**REQUIRED TASK:** Please print the rows below verbatim, leaving out the pictures.

**RECORDS FOR THE TASK:**
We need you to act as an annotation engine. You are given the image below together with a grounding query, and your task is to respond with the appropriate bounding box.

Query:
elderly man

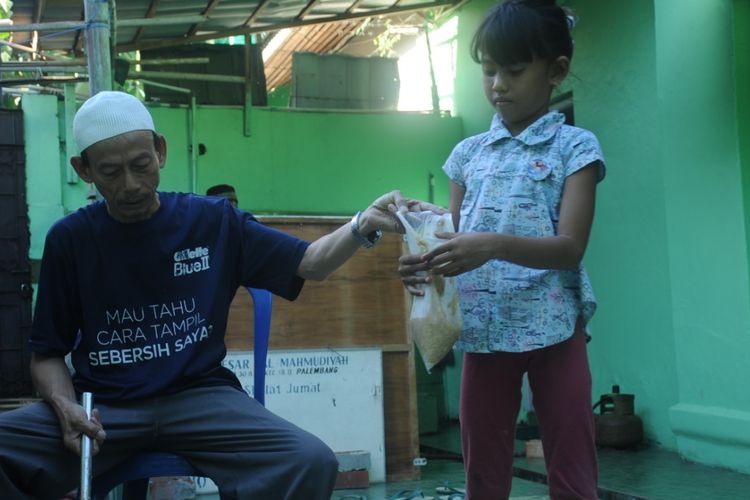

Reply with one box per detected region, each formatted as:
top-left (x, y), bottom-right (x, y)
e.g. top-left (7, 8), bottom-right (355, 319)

top-left (0, 92), bottom-right (405, 500)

**EXERCISE ANSWER:**
We need you to act as an annotation engine. You are given the image below together with a grounding query, and your task is to respond with the appropriate bounding box.

Query:
elderly man


Reply with one box per detected region, each formatted as:
top-left (x, y), bottom-right (x, y)
e.g. top-left (7, 8), bottom-right (355, 319)

top-left (0, 92), bottom-right (405, 500)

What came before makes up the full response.